*** TEXT PASSAGE ***

Another film that I really, really wanted to see, it didn’t disappoint at all. Barry Pepper stars in & as The Snow Walker, a simple yet riveting film about man against the elements and how he learns to adjust himself to the forces of the Northwest Territories, Canada. Alongside Pepper stars a young Inuit debuting actress Annabella Piugattuk and veteran American actor James Cromwell, Jon Gries & singer Michael Buble has a small role as ‘Hap’. The film was written and directed by American born actor / director Charles Martin Smith based on author Farley Moffat’s Walk Well My Brother. Pepper plays Charlie Halliday, a pilot who delivers supplies to Inuit tribes and is implored to take a young Inuit girl to the city of Yellowknife as she is suffering from TB. He agrees to when they give him a pair of walrus tusks as a gift which he can sell for lots of money. On the way the engine fails and they crash into the wastelands. Rescuers are unable to find them and hence the two must brave it out in harsh conditions and hunt for food. The young Inuit girl, Kanaalaq (Annabella Piugattuk) teaches Charlie to be patient and let nature bring food to him.
Much of the film features how the two try to communicate as Kanaalaq speaks very little English and Charlie doesn’t speak her native tongue. She teaches him how to catch fish and she catches a squirrel or beaver kind of animal by waiting patiently for hours with a bait. She makes him new boots and much later in the film she makes him a new outfit out of cariboo fur & skin. There is a truly wonderful scene in which Charlie asks her if she knows any other song other than the one she has been singing for 3 days straight while they walk. She asks him to sing and so he does…a version of that big band, lounge classic ‘That’s Amore’! She starts smiling and as the picture zooms back to reveal a beautiful sunset and the song as sung by Michael Buble with a full band takes over.

*** End of TEXT PASSAGE ***

__TASK LIST__:
1) Duplicate the passage of The Snow Walker review starting at "Much of the" and ending at "band takes over.".
2) Pick up the review of The Snow Walker after its final sentence and keep writing it.

*** EXTRACTED INFORMATION ***

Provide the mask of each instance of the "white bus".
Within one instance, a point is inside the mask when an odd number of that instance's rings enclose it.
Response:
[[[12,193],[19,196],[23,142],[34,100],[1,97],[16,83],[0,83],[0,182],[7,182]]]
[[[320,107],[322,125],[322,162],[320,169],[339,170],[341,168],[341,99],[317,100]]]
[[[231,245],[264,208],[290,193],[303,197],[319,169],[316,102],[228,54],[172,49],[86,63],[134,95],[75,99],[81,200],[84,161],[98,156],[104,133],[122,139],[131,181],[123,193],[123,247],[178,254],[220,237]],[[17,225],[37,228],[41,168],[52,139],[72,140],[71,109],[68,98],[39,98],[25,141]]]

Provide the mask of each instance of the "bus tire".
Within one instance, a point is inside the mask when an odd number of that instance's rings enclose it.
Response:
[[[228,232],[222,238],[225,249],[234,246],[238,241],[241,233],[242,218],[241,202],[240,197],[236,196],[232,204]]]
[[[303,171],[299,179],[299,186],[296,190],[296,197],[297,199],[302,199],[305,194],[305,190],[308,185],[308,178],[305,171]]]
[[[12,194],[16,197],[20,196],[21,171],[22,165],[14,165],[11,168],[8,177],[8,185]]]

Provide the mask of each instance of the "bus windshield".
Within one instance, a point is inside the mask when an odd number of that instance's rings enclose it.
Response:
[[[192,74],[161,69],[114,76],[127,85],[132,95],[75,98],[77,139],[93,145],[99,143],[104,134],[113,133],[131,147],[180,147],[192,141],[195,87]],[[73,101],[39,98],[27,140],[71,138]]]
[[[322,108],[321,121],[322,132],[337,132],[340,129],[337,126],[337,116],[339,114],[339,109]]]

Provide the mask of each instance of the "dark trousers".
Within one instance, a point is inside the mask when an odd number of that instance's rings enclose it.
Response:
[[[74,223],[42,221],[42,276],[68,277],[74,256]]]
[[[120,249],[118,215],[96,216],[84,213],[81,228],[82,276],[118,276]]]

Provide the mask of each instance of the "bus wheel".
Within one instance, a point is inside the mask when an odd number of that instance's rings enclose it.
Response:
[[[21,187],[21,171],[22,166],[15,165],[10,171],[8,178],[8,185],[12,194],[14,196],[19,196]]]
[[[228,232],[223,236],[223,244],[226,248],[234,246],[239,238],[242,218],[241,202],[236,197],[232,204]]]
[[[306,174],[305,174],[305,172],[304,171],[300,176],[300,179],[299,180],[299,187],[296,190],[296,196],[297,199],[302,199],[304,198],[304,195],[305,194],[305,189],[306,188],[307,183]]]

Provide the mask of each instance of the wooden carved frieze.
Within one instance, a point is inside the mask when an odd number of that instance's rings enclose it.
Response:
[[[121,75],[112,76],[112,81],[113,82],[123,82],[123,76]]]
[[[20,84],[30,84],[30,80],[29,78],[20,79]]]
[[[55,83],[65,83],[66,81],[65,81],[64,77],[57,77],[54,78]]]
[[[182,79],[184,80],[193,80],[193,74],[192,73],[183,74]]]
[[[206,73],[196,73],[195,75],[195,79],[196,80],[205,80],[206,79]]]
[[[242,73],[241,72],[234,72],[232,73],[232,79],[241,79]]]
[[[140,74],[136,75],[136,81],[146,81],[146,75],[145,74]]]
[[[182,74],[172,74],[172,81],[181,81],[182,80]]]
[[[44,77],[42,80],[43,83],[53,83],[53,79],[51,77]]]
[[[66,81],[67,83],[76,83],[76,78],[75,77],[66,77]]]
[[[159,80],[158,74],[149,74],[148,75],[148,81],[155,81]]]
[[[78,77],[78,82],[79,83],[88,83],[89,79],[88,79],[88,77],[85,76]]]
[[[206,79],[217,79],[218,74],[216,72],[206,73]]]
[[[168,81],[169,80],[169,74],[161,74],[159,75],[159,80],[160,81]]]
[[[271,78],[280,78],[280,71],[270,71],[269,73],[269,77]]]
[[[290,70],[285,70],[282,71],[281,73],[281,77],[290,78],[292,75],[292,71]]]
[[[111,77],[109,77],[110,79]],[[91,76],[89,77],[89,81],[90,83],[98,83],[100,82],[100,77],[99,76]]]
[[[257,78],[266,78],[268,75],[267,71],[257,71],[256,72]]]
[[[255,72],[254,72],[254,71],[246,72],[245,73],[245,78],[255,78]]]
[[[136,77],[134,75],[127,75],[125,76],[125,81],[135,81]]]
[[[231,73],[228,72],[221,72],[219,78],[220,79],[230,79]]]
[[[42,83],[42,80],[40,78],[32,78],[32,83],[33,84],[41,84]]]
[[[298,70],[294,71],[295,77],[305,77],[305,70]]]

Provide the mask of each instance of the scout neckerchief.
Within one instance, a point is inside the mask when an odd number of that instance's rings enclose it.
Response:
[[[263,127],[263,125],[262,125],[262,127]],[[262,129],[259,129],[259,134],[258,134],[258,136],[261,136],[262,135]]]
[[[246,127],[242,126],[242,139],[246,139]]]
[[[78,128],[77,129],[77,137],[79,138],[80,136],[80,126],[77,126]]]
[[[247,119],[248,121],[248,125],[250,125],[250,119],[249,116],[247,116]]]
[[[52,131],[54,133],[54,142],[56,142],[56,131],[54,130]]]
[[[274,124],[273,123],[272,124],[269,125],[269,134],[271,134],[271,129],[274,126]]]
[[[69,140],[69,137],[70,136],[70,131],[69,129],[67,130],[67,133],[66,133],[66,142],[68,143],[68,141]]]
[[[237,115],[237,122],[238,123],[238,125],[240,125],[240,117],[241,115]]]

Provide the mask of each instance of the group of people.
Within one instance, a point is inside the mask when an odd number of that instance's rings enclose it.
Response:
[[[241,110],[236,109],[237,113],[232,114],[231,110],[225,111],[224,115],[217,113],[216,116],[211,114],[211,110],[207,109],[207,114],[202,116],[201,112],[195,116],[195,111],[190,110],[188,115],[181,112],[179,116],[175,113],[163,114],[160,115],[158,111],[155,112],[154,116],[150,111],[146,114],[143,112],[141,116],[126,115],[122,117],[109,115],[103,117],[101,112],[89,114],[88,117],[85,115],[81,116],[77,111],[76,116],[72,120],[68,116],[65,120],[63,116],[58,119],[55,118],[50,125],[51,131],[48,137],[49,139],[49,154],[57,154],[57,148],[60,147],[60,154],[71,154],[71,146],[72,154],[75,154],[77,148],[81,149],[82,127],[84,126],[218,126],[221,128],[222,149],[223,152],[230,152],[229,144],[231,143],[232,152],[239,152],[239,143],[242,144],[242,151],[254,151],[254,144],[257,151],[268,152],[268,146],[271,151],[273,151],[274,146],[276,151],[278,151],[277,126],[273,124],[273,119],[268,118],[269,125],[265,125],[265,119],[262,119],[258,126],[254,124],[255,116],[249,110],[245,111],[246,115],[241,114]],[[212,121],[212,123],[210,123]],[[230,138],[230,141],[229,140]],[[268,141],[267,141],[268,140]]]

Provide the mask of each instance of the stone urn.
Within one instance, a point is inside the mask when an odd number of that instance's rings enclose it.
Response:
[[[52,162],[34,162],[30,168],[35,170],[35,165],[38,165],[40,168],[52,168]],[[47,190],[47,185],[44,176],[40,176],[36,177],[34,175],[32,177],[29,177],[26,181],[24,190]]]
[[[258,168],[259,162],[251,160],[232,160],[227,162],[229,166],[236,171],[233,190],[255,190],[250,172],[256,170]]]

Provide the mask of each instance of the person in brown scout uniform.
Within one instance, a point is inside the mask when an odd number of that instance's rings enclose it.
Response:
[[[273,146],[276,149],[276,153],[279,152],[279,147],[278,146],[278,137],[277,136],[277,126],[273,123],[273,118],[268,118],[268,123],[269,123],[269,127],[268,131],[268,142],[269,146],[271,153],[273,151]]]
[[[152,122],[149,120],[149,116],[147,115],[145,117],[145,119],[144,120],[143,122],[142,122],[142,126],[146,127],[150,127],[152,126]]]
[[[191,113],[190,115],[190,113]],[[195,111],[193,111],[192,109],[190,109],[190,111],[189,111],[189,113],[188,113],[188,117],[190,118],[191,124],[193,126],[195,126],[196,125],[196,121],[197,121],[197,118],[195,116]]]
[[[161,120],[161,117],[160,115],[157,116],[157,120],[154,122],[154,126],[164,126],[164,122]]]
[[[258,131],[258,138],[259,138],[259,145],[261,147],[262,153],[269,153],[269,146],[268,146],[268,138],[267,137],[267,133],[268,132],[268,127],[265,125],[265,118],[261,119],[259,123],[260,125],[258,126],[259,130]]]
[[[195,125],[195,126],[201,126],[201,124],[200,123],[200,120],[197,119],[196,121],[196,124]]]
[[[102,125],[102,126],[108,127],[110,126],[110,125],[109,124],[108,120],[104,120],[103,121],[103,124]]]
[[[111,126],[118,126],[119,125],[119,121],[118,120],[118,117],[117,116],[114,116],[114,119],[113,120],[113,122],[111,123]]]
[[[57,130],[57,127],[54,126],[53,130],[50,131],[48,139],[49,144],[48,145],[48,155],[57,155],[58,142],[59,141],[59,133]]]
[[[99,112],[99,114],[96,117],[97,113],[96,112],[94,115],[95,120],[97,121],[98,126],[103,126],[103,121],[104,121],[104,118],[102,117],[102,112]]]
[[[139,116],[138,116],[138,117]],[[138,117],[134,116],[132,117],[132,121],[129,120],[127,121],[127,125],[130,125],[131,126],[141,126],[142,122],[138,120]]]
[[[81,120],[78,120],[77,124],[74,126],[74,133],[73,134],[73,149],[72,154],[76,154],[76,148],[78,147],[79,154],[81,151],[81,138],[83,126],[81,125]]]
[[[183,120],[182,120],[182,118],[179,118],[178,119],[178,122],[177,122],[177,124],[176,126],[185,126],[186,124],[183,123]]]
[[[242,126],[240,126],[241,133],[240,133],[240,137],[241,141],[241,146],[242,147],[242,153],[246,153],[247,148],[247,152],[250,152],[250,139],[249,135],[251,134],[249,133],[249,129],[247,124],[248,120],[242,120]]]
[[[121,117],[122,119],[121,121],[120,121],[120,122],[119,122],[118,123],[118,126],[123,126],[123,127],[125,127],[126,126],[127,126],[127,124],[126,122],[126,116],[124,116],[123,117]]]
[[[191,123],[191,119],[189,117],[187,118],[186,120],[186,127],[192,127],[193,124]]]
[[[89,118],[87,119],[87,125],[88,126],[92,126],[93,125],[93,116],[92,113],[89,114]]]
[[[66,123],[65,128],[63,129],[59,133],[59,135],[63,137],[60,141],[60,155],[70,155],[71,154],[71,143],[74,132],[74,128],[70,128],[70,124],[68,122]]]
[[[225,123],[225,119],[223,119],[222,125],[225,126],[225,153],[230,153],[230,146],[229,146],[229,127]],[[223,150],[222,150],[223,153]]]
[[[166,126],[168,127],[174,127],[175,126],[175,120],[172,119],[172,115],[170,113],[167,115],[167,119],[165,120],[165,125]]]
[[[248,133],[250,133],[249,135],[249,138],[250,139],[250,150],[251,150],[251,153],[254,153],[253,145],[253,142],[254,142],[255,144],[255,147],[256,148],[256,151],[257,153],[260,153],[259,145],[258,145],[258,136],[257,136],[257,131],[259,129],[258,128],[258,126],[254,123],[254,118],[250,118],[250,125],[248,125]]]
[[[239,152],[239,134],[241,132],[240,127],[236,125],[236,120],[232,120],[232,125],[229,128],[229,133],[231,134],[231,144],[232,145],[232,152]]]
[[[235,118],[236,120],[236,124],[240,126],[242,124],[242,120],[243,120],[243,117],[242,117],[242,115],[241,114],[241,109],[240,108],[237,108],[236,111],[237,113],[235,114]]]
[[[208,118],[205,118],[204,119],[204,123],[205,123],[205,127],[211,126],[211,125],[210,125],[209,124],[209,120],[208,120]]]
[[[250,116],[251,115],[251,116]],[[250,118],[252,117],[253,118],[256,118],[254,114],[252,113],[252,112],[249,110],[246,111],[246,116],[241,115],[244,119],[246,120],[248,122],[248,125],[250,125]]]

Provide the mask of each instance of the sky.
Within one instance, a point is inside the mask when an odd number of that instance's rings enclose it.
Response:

*** End of EXTRACTED INFORMATION ***

__RESPONSES__:
1)
Much of the film features how the two try to communicate as Kanaalaq speaks very little English and Charlie doesn’t speak her native tongue. She teaches him how to catch fish and she catches a squirrel or beaver kind of animal by waiting patiently for hours with a bait. She makes him new boots and much later in the film she makes him a new outfit out of cariboo fur & skin. There is a truly wonderful scene in which Charlie asks her if she knows any other song other than the one she has been singing for 3 days straight while they walk. She asks him to sing and so he does…a version of that big band, lounge classic ‘That’s Amore’! She starts smiling and as the picture zooms back to reveal a beautiful sunset and the song as sung by Michael Buble with a full band takes over.

2)
Another lovely verbal exchange is when Kanaalaq asks Charlie if he was married. He says no and then she asks him how old he was, to which he replies 32. Then she jokes to him ’32 and no wife’ and starts giggling in her innocent way. He then asks her how old she was and she says 20 and he asks her “What about you? Do u have a wife?” The scenery, the beautiful sky and the aurora borealis decorate this film. Plus having an actual Inuit speaking woman makes the film that much more real.
They are unable to fix the plane and hence must now prepare for winter. Kanaalaq sets up an ambush for a herd of cariboo and they manage to kill 3 of them; enough meat for weeks and fur for the clothes. Kanaalaq makes Charlie a new suit but she is succumbing to her illness and soon starts coughing up blood. Meanwhile, back home Charlie’s friends have given up on him ever coming back. Kanaalaq leaves their makeshift tent to die and Charlie all alone makes her a tombstone in the traditional Inuit way and finally makes his way back to civilization. As this powerful & emotional movie ends Charlie is greeted & welcomed by a group of Inuit at their village. Watch it! 9 outta 10 for a movie that you won’t forget.